TASK OBJECTIVE: Of all the lines in the material, count those containing the string "ceiling" and write only the resulting number.

DATA:
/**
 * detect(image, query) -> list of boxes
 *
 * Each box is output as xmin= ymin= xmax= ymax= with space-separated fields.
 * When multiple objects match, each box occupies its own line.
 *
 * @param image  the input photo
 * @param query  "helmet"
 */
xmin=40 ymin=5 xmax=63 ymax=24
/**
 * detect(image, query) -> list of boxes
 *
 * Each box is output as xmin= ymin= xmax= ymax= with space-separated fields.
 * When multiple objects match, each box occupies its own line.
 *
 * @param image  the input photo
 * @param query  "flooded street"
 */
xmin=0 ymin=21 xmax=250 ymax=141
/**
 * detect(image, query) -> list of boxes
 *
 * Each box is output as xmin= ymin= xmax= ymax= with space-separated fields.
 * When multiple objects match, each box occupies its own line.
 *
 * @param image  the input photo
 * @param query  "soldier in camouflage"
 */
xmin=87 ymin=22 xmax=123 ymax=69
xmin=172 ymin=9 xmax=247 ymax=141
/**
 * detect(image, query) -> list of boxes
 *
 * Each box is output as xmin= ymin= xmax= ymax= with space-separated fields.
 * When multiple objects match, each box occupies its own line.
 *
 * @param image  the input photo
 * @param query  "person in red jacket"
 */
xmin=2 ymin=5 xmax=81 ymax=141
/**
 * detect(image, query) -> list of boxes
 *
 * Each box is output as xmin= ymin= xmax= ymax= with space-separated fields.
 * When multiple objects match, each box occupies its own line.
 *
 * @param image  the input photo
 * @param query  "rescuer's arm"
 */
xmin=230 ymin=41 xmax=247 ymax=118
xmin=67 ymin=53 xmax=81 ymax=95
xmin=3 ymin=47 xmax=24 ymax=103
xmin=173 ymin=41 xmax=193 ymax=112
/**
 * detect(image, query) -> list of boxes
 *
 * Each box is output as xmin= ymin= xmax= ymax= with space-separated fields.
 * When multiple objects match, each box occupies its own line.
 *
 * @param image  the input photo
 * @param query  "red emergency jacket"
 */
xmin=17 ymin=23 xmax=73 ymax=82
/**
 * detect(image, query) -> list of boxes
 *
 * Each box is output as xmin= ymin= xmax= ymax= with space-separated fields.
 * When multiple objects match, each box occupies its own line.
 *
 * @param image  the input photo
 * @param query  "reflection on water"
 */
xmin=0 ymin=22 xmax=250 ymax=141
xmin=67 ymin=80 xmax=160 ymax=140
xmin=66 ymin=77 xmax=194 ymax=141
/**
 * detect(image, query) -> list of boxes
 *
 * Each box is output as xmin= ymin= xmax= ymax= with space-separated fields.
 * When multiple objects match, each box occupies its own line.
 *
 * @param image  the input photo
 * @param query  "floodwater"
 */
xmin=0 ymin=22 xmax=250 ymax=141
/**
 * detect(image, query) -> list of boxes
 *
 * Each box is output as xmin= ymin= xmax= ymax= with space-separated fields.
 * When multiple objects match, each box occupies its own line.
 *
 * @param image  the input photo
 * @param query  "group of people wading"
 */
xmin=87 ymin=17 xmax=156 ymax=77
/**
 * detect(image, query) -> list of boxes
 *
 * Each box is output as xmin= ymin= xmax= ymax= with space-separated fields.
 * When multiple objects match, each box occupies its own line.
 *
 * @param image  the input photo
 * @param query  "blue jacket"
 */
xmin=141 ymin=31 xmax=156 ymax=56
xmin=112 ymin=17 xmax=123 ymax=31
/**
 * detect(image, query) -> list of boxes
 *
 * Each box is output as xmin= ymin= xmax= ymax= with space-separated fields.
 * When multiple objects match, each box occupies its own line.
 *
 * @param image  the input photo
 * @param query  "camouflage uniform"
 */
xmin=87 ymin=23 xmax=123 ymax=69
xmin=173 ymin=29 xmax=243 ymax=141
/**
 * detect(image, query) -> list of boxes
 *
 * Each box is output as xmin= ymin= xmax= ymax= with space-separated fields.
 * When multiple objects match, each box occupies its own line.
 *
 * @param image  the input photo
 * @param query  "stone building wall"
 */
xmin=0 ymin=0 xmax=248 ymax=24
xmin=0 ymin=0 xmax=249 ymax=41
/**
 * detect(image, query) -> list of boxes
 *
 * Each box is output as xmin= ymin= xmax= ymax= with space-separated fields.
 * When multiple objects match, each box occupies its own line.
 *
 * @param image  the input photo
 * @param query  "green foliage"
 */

==

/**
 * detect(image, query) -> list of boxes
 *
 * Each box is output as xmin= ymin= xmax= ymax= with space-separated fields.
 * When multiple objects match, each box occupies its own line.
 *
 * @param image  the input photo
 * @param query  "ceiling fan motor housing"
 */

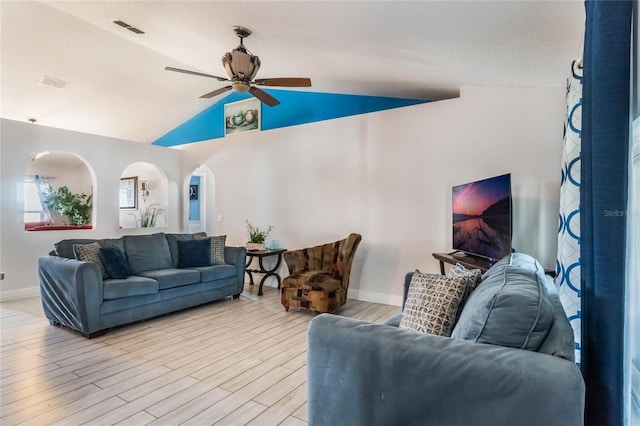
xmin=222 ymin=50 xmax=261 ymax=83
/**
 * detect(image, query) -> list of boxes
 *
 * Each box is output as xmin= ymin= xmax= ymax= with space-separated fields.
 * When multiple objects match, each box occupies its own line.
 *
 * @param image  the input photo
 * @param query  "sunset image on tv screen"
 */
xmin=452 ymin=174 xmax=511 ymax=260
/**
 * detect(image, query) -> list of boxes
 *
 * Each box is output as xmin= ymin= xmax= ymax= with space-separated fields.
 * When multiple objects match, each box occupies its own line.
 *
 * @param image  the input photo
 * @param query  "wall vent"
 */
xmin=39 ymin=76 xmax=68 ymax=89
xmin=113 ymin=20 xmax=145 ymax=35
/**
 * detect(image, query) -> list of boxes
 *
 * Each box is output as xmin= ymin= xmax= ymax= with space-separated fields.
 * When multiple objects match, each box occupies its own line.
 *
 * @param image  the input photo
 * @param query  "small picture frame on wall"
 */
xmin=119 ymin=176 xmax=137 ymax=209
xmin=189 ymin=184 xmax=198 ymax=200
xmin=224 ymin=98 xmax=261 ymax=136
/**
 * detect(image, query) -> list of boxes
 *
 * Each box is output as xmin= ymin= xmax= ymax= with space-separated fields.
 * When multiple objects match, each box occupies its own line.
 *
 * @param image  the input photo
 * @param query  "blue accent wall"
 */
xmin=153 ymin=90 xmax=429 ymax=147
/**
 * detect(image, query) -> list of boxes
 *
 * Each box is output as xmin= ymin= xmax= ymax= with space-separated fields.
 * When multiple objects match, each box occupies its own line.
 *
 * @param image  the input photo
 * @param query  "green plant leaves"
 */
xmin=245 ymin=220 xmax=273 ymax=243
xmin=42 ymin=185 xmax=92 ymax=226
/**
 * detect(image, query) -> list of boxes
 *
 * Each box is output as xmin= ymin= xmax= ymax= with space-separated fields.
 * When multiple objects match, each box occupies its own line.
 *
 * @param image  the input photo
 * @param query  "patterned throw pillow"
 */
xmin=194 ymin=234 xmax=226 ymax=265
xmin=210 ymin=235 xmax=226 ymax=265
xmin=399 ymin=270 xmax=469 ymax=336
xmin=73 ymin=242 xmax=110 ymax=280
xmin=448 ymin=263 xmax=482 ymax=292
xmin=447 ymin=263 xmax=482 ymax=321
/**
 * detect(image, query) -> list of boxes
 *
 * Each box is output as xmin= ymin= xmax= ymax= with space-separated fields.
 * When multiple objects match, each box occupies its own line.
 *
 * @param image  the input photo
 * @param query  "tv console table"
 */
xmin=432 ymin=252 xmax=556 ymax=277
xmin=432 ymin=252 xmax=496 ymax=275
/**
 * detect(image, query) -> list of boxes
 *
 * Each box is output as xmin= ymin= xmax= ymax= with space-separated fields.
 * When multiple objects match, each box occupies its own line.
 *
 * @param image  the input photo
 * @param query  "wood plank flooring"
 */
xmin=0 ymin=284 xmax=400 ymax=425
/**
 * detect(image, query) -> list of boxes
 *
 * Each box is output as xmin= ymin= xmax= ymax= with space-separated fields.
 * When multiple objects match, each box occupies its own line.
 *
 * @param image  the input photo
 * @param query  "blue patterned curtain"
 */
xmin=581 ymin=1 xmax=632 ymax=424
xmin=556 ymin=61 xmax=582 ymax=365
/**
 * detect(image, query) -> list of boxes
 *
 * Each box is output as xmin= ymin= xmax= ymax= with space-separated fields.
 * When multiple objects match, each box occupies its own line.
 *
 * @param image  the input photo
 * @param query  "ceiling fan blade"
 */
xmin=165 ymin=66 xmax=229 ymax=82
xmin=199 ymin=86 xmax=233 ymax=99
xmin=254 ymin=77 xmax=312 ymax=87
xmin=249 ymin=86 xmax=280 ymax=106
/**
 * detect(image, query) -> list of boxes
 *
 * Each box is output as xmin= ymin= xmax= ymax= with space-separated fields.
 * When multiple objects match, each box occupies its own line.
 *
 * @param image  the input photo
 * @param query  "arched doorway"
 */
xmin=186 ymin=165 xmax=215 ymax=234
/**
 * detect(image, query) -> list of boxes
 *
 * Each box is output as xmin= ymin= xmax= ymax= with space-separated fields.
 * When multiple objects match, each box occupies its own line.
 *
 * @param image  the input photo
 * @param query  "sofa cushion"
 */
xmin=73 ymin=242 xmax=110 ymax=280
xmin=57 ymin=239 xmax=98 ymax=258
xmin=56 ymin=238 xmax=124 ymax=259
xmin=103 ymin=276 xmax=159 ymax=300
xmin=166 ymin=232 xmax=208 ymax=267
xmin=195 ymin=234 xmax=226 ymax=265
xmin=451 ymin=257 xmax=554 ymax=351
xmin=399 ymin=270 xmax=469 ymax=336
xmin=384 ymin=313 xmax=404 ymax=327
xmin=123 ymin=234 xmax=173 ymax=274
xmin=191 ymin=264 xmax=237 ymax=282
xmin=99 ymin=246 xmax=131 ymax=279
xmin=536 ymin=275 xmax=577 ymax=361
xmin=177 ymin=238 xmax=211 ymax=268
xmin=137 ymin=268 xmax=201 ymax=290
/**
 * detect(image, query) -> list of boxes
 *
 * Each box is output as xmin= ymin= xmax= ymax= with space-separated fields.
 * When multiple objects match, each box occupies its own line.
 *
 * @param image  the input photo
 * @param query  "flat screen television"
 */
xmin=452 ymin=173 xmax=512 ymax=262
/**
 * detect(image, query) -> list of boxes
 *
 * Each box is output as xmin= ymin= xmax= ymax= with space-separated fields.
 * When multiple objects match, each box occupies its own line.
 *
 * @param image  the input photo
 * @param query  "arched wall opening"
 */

--

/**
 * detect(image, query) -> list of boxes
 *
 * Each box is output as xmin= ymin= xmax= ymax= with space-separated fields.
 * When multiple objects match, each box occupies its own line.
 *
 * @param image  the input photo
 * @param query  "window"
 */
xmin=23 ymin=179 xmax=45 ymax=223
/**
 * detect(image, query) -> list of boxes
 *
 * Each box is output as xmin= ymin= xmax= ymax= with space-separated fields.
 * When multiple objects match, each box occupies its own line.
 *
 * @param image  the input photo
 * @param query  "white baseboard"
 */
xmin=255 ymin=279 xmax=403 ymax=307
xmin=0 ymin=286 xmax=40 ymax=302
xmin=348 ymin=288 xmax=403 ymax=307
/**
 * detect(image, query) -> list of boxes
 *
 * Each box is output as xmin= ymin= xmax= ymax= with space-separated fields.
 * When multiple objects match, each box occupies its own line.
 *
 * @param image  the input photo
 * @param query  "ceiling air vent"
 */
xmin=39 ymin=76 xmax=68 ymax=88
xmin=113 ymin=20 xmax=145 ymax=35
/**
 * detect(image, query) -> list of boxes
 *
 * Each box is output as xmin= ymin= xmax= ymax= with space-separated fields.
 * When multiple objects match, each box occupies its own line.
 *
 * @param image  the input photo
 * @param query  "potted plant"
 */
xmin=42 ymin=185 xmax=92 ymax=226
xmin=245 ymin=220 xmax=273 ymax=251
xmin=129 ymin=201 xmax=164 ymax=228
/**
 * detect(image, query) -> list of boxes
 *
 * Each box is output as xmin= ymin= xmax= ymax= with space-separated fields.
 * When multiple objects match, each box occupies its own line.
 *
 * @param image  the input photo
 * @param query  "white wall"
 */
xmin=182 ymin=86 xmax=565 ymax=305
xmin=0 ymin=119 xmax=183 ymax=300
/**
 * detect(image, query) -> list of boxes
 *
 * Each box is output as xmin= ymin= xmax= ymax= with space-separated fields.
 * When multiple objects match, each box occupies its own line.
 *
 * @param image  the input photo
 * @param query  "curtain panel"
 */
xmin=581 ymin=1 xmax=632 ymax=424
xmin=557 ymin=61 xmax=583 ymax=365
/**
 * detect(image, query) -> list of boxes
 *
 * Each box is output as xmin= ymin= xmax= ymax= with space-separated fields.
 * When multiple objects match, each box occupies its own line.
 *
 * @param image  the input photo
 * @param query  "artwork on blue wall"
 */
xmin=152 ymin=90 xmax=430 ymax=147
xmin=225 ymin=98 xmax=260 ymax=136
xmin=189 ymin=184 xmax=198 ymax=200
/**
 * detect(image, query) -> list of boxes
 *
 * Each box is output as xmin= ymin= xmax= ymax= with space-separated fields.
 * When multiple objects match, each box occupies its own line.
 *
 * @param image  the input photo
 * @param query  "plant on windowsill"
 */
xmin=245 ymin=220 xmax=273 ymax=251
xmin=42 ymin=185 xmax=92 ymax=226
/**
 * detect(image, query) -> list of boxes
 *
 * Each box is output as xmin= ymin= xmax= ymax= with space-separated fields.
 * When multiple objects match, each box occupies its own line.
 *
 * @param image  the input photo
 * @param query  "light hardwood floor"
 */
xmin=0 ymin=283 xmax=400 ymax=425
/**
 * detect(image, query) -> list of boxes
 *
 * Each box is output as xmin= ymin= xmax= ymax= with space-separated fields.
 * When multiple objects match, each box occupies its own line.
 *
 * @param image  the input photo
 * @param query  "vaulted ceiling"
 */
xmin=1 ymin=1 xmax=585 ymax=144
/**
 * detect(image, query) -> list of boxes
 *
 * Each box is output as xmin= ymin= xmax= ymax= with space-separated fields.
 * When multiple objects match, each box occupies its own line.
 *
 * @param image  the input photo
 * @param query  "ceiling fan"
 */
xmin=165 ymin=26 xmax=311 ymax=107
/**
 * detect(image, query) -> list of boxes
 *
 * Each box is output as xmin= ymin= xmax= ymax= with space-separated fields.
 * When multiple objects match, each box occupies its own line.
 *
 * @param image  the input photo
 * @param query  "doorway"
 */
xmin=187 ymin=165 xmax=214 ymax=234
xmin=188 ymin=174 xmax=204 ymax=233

WRITTEN SOLUTION: 5